Text to read:
Strategic Environmental Management – Gaining a Competitive Advantage Through ISO 14000

Gaining a Competitive Advantage Through ISO 14000

Much has been made of the new international standards for environmental management and their possible effects on American businesses. However, conforming to the new standards should require little or no effort for many companies which have corporate environmental policies and auditing programs. By repackaging their existing written programs, restating their goals and measurement systems, and registering their programs, these companies should be able to meet the new management standards.

However, the simple “repackage, restate, and register” approach could result in many companies missing an opportunity to gain a strategic advantage in the marketplace. Enlightened environmental managers will seize the opportunity presented by ISO 14000 and examine their environmental management strategy from a fresh perspective, using a combination of in-house and third-party experts.

The International Organization for Standardization Environmental Management Standards which ultimately are voluntary standards will include guidance documents for management systems, auditing, life-cycle assessments, and eco-labeling. Conformance with ISO 14000 Standards will enable American businesses to continue to trade with international customers such as those within the European Community, for which compliance with ISO standards is a prerequisite for trade.

ISO 14000 will promote effective management of corporate environmental programs, consistent with achieving other environmental and economic goals. The standards will not require achieving specific performance. Instead, the standards should facilitate integration of environmental considerations into the broader business of the corporation.

Everyone knows that “waste,” by definition, is inconsistent with economic business goals. Webster’s defines waste as “useless or profitless spending or consuming; squandering” and “a failure to take advantage (of something).” Most corporate environmental programs emphasize management of solid wastes, hazardous wastes, wastewaters, and air wastes. A growing number have begun to shift emphasis to trying to prevent wastes, working with others in the organization to find less wasteful ways of producing goods and services.

Written problem 1: Pull out every line of the listing that contains the string "porch", treating uppercase and lowercase as different.

Point-based annotation data:
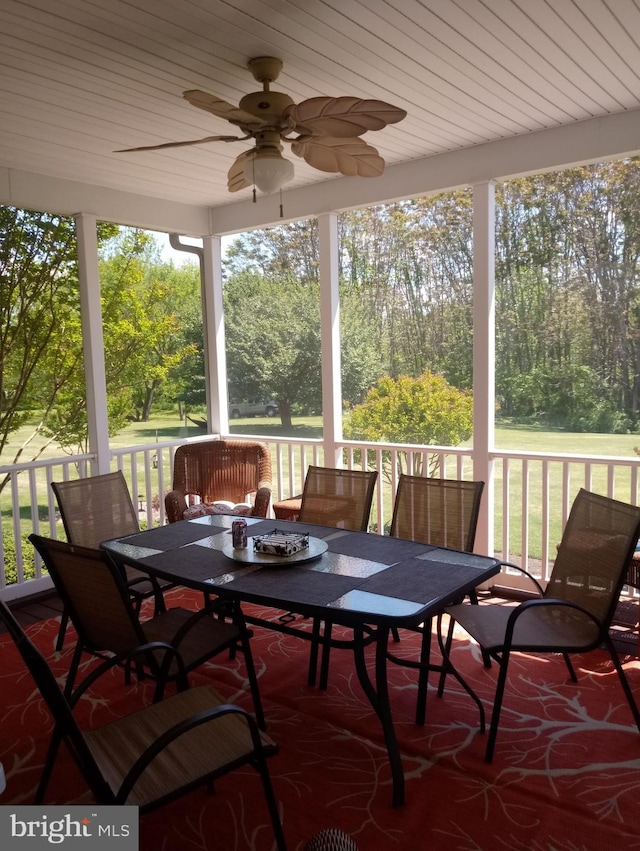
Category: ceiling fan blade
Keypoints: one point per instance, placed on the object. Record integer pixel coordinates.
(182, 144)
(235, 176)
(351, 157)
(222, 109)
(342, 116)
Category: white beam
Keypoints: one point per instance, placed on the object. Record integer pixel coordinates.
(67, 197)
(484, 354)
(93, 341)
(592, 140)
(330, 336)
(214, 337)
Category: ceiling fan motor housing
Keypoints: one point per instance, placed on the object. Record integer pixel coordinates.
(266, 105)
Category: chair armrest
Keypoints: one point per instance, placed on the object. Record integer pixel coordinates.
(119, 658)
(546, 602)
(262, 502)
(539, 587)
(181, 728)
(175, 503)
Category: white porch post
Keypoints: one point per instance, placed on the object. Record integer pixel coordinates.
(215, 358)
(330, 336)
(93, 341)
(484, 355)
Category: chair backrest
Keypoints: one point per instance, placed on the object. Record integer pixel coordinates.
(340, 498)
(96, 509)
(58, 705)
(222, 469)
(94, 593)
(442, 512)
(597, 545)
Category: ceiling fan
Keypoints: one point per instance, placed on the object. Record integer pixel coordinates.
(324, 131)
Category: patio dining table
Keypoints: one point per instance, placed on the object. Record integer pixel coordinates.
(361, 580)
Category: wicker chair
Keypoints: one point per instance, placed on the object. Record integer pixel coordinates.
(220, 470)
(341, 498)
(574, 612)
(444, 513)
(165, 648)
(97, 509)
(157, 753)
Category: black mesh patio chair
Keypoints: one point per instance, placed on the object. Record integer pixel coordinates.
(340, 498)
(153, 755)
(98, 509)
(166, 647)
(574, 612)
(444, 513)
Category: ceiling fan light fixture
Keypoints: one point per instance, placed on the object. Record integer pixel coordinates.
(269, 171)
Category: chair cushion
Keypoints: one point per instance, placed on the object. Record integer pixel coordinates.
(241, 509)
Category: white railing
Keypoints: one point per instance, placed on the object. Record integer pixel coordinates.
(532, 493)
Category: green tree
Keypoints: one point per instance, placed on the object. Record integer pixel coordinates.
(40, 340)
(424, 410)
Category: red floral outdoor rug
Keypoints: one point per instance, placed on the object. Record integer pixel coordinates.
(565, 777)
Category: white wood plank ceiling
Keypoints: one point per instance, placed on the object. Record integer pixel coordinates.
(80, 78)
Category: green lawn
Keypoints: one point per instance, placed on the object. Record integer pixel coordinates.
(170, 426)
(525, 438)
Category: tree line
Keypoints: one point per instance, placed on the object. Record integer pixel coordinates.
(567, 309)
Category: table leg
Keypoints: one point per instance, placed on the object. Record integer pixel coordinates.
(378, 697)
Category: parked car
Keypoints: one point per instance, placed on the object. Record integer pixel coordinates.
(252, 409)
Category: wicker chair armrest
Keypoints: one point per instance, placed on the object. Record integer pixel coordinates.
(262, 501)
(180, 729)
(175, 503)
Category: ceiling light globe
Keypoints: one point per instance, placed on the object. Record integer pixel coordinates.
(269, 171)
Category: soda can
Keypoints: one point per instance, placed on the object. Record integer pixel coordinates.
(239, 534)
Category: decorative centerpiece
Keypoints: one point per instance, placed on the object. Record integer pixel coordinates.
(281, 543)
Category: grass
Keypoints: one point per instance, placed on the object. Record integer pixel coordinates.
(529, 438)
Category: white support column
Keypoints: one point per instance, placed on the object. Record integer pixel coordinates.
(215, 356)
(484, 355)
(93, 341)
(330, 336)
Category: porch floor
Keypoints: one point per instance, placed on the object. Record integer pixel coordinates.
(624, 630)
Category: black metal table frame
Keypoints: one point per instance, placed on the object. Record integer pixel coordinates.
(367, 626)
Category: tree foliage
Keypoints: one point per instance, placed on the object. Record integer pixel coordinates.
(40, 337)
(423, 410)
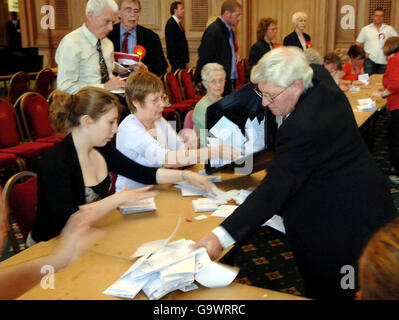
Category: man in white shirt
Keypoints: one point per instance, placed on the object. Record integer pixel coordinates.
(85, 57)
(176, 42)
(372, 37)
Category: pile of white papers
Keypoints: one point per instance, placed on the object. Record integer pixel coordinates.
(364, 78)
(139, 206)
(165, 267)
(207, 205)
(366, 104)
(226, 132)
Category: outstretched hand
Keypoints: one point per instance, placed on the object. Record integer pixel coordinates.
(212, 245)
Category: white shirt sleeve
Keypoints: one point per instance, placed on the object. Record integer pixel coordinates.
(360, 38)
(223, 236)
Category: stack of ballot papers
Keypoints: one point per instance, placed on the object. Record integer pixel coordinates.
(366, 104)
(139, 206)
(173, 266)
(364, 78)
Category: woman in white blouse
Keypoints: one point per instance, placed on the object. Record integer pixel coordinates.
(147, 138)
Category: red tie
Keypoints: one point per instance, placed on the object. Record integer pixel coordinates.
(124, 44)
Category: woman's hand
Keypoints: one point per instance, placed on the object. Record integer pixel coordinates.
(198, 180)
(212, 245)
(131, 196)
(226, 152)
(75, 238)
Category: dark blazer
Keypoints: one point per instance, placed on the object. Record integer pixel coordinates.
(176, 45)
(293, 40)
(256, 52)
(61, 187)
(325, 184)
(14, 34)
(154, 59)
(215, 47)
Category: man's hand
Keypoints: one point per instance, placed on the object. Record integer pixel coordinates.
(212, 245)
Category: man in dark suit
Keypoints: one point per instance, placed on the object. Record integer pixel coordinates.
(323, 181)
(218, 44)
(176, 42)
(128, 33)
(13, 28)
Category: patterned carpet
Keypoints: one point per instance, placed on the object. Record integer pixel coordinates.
(267, 261)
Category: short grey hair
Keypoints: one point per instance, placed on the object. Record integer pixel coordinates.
(211, 68)
(297, 15)
(313, 56)
(282, 67)
(97, 6)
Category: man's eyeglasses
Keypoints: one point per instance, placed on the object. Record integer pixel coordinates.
(268, 96)
(130, 11)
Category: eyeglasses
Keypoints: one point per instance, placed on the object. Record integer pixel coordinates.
(213, 82)
(164, 99)
(130, 11)
(267, 96)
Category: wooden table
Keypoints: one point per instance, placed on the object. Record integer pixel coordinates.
(366, 91)
(106, 260)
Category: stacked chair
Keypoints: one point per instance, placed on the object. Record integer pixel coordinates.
(34, 111)
(20, 196)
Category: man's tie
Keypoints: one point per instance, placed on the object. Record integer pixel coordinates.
(103, 66)
(125, 43)
(181, 27)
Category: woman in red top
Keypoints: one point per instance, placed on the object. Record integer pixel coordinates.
(391, 92)
(354, 67)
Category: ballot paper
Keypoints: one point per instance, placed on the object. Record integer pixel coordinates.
(224, 211)
(168, 267)
(188, 190)
(118, 91)
(211, 178)
(366, 104)
(225, 132)
(207, 205)
(364, 78)
(139, 206)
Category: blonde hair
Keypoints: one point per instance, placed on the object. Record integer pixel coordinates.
(297, 15)
(139, 85)
(96, 6)
(379, 265)
(67, 109)
(211, 68)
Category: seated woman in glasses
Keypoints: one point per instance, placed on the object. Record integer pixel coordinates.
(75, 173)
(213, 78)
(147, 138)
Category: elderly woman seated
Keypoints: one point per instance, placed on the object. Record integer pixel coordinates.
(213, 78)
(298, 37)
(147, 138)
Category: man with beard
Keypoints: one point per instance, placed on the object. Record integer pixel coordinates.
(128, 33)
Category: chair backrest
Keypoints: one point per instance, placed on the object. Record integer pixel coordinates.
(191, 72)
(19, 84)
(241, 73)
(20, 194)
(9, 124)
(35, 115)
(187, 84)
(172, 84)
(44, 82)
(188, 120)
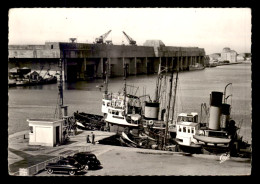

Written problem 2: Write the next part of the article on ISO 14000 and environmental management, picking up right after its final sentence.

Task answer 1:
Category: white porch post
Category: porch floor

Task answer 2:
These environmental managers are adjusting their management systems to promote strategic goals of their companies or organizations. The first step for many is a so-called “gap analysis,” comparing their existing environmental management systems (EMS) with ISO 14001 EMS Draft International Standard (DIS).

  • Does the EMS include a self-evaluation or auditing function?
  • If it has an auditing function, does the organization adequately plan, carry out, and follow up on its environmental auditing programs?
  • Do the results of recent self-evaluations and/or enforcement actions suggest trends which should be addressed with changes to the basic EMS (staffing, responsibilities, tools, etc.) employed by the organization?
  • Is the right management information (e.g., compliance, cost, performance) readily available to those who require it?
  • Does the EMS support consideration of life-cycle costs for equipment purchased and goods sold (including consideration of disposal costs and possible long-term liabilities)?
  • Does the EMS consider, to the extent appropriate, whether environmental claims in product labeling and marketing are warranted?

The answers to these and similar questions serve as a useful starting point for conformance with ISO 14001.

SCS Engineers has assisted some of North America’s most successful corporations in performing “gap analysis” under the ISO 14001 DIS and in responding to larger strategic questions regarding environmental management. Our approach draws upon over 25 years of corporate experience in environmental management, focused in the areas of solid waste, hazardous substances, and risk reduction.

A multi-disciplinary approach, including engineering and science, regulatory compliance, risk assessment, information technology, and our SCS Management Services group, working in concert with experts within the organization undertaking the review, has demonstrated its effectiveness in helping to craft sound strategic directions for environmental management systems.

SCS Engineers is an environmental engineering and consulting firm with offices nationwide. Some of the nation’s leading experts in ISO 14000 issues are members of our staff. The firm has assisted hundreds of manufacturers, service companies, public utilities, and government agencies with a wide range of environmental compliance services.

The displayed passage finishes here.